#### GIVEN EXERCISE
Present every line of the records below as a numbered list, omitting blank lines and leaving the pictures out of your answer.

(Excerpts from location labeling data)
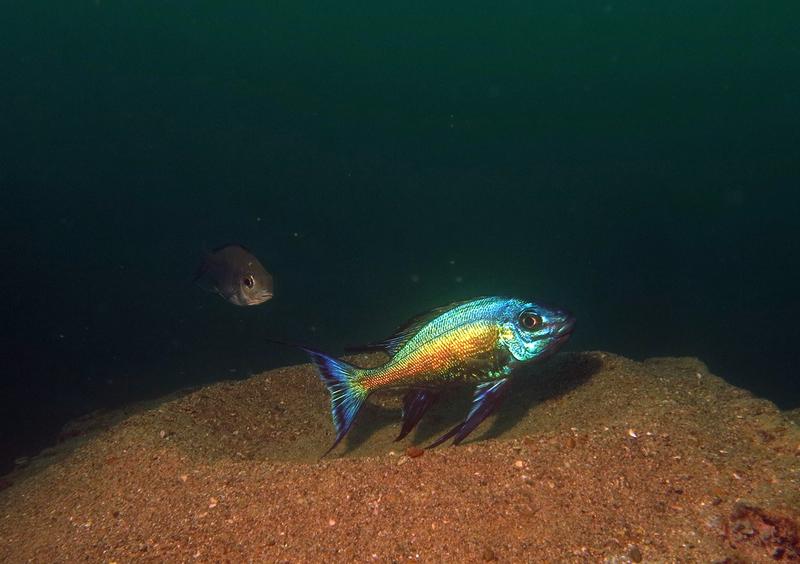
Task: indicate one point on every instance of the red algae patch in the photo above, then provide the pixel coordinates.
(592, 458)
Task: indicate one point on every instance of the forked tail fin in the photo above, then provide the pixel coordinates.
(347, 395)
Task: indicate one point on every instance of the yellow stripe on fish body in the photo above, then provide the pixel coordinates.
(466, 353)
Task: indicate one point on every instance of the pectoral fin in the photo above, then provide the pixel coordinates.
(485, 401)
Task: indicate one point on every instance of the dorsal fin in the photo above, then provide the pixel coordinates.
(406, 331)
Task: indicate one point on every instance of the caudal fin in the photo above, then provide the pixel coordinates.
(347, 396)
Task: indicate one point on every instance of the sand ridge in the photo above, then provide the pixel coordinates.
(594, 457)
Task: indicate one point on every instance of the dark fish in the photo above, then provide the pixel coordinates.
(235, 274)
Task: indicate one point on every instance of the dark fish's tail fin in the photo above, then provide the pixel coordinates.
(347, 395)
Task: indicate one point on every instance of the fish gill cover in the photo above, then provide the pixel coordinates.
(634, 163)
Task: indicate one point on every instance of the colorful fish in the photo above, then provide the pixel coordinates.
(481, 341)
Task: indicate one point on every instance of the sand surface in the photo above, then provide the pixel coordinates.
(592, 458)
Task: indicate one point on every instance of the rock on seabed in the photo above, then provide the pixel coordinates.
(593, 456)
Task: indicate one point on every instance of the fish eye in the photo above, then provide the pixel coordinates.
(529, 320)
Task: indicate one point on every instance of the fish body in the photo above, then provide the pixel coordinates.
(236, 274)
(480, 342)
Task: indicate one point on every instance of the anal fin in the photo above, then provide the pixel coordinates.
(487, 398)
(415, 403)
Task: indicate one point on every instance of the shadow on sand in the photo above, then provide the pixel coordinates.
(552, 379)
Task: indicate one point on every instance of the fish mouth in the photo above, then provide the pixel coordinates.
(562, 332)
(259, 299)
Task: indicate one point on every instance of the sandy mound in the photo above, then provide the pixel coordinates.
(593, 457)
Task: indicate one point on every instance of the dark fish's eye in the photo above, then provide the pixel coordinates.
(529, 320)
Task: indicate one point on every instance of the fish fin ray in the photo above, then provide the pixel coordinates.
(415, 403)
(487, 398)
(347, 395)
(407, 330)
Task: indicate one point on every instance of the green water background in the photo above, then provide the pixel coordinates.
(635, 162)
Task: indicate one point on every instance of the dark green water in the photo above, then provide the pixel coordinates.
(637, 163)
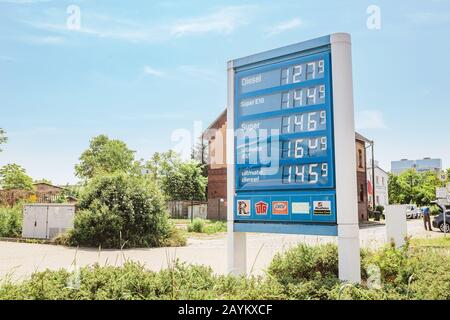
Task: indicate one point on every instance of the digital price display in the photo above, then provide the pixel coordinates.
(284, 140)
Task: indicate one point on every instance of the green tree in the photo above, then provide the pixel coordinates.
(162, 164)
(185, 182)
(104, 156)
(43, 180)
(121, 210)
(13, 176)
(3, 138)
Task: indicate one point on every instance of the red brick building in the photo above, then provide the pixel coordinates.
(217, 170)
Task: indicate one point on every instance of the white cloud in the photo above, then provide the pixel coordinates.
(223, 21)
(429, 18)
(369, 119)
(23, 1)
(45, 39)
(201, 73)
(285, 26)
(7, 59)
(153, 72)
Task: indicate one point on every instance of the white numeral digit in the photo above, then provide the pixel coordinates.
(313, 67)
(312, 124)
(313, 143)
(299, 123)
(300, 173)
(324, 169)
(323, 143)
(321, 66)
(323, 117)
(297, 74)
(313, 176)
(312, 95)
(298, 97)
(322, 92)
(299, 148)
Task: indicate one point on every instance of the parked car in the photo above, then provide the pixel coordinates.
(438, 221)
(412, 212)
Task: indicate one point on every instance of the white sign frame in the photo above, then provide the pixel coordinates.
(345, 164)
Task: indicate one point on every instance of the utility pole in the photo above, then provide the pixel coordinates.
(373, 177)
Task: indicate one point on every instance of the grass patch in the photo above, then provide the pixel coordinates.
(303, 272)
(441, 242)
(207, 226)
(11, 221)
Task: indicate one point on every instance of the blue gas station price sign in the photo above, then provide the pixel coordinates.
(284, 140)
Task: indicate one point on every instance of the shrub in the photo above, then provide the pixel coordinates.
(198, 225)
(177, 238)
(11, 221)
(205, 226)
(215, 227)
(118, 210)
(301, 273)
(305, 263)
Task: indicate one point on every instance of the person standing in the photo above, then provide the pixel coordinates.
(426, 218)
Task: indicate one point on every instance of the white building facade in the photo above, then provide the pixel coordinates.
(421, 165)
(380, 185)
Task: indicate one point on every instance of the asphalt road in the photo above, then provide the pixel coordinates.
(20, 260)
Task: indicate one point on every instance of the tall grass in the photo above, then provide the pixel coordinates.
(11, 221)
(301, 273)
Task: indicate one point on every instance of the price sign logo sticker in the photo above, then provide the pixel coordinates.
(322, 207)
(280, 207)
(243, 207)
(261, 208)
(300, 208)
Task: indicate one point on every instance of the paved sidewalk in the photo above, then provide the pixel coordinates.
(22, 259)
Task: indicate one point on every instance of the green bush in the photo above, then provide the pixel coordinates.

#### COMPLETE OUTPUT
1. Task: indicate one point on every instance of the red algae patch in the photo above, then provide the pixel coordinates.
2. (592, 458)
3. Task: indicate one point on every instance of the forked tail fin in the photo above, then provide the pixel coordinates.
4. (347, 395)
5. Task: indicate one point on every instance of the yellow stripe on fish body in the photo above, then provide the pixel coordinates.
6. (466, 353)
7. Task: indicate one point on every instance of the pectoral fin in the photo above, then provide the pixel coordinates.
8. (485, 401)
9. Task: indicate one point on every instance of the dorsal fin in the photo above, then provide the pixel coordinates.
10. (406, 331)
11. Task: indicate one point on every instance of the caudal fin in the photo above, then provide the pixel coordinates.
12. (347, 396)
13. Task: indicate one point on every instance of the sand ridge in the photo above, then provide the pixel coordinates.
14. (594, 457)
15. Task: indicate one point on every instance of the dark fish in the photo above, then provide the pixel coordinates.
16. (235, 274)
17. Task: indicate one point on every instance of the dark fish's tail fin in the photo above, then provide the pixel coordinates.
18. (347, 395)
19. Task: indicate one point on every instance of the fish gill cover in the photo above, then provide the pixel coordinates.
20. (634, 163)
21. Task: indicate one point on every instance of the colorful fish in the photo above, then provide the pixel coordinates.
22. (481, 341)
23. Task: indicate one point on every instance of the sand surface in the photo above, then provide the pixel coordinates.
24. (592, 458)
25. Task: indicate one point on every instance of the rock on seabed in the photo above, then provide the pixel coordinates.
26. (593, 456)
27. Task: indicate one point on every instance of the fish eye in the photo above, then provide the pixel coordinates.
28. (529, 320)
29. Task: indicate one point on every instance of the fish body in the photo above, then provide the pixel coordinates.
30. (236, 274)
31. (480, 342)
32. Task: indicate one point on every instance of the anal fin in the photo above, then provide the pixel coordinates.
33. (487, 398)
34. (415, 403)
35. Task: indicate one point on every instance of the shadow on sand in the photo above, then provide the pixel coordinates.
36. (552, 379)
37. Task: indicate one point on every instance of the fish mouth in the photo above, then provide the pixel coordinates.
38. (562, 332)
39. (259, 299)
40. Task: indicate one point on every instance of the sandy mound in the photo above, then provide the pixel coordinates.
41. (593, 457)
42. Task: indicate one point on every instance of the dark fish's eye in the photo above, then provide the pixel coordinates.
43. (529, 320)
44. Task: indicate one point on every instance of the fish fin ray in the photo above, then provide the pixel coordinates.
45. (415, 403)
46. (487, 398)
47. (347, 395)
48. (407, 330)
49. Task: indicate one point on every instance of the green water background in the photo above, then provide the pixel coordinates.
50. (635, 162)
51. Task: indicate one point on every instance of the dark green water in the photo above, then provide the pixel coordinates.
52. (637, 163)
53. Task: indicate one point on every instance of the digital price display in the photo above, then provide the pixel coordinates.
54. (284, 140)
55. Task: indicate one point on every instance of the green tree in the photo above, then provide the pixel coordinates.
56. (162, 164)
57. (185, 182)
58. (104, 156)
59. (43, 180)
60. (121, 210)
61. (13, 176)
62. (3, 138)
63. Task: indicate one point on every instance of the red brick building in the photo above, then provide the pixel coordinates.
64. (217, 170)
65. Task: indicate one point on every instance of the white cloud in the photo above, then provide the pixel coordinates.
66. (223, 21)
67. (429, 18)
68. (369, 119)
69. (23, 1)
70. (45, 39)
71. (201, 73)
72. (285, 26)
73. (7, 59)
74. (153, 72)
75. Task: indicate one point on every instance of the white numeral digit in the photo above, then provide the pixel coordinates.
76. (313, 67)
77. (312, 124)
78. (313, 143)
79. (299, 123)
80. (300, 173)
81. (324, 169)
82. (323, 143)
83. (321, 66)
84. (323, 117)
85. (297, 74)
86. (313, 176)
87. (312, 95)
88. (298, 97)
89. (322, 92)
90. (299, 148)
91. Task: indicate one point on every instance of the parked car in the photo above, then provide the pixel coordinates.
92. (438, 221)
93. (412, 212)
94. Task: indicate one point on every instance of the white sign frame in the photo above, then provide the pixel coordinates.
95. (345, 164)
96. Task: indicate one point on every instance of the utility pole in the photo above, then provide the pixel coordinates.
97. (373, 177)
98. Task: indicate one point on every instance of the grass patch in the photo above, then provide the pixel coordinates.
99. (303, 272)
100. (441, 242)
101. (207, 226)
102. (11, 221)
103. Task: indicate one point on every instance of the blue gas station price sign in the photo above, then provide the pixel coordinates.
104. (284, 140)
105. Task: indicate one point on every instance of the shrub in the photo above, then provide the pixel coordinates.
106. (198, 225)
107. (177, 238)
108. (11, 221)
109. (205, 226)
110. (215, 227)
111. (118, 210)
112. (301, 273)
113. (305, 263)
114. Task: indicate one point on every instance of the person standing in the photo above, then provide the pixel coordinates.
115. (426, 218)
116. Task: indicate one point on every instance of the white building facade in the photo above, then provide the pixel coordinates.
117. (421, 165)
118. (380, 185)
119. Task: indicate one point on every instance of the asphalt road in the photo above, then provide the pixel coordinates.
120. (20, 260)
121. Task: indicate one point on every instance of the tall grass in the photo above, then provide the pixel coordinates.
122. (11, 221)
123. (301, 273)
124. Task: indicate one point on every instance of the price sign logo sticker in the photo above, then provide the pixel coordinates.
125. (322, 207)
126. (280, 207)
127. (243, 207)
128. (261, 208)
129. (300, 208)
130. Task: indicate one point on every instance of the paved sidewalk in the photo above, then provide the pixel coordinates.
131. (22, 259)
132. Task: indicate one point on every instance of the green bush in the photo above, then provide the pixel coordinates.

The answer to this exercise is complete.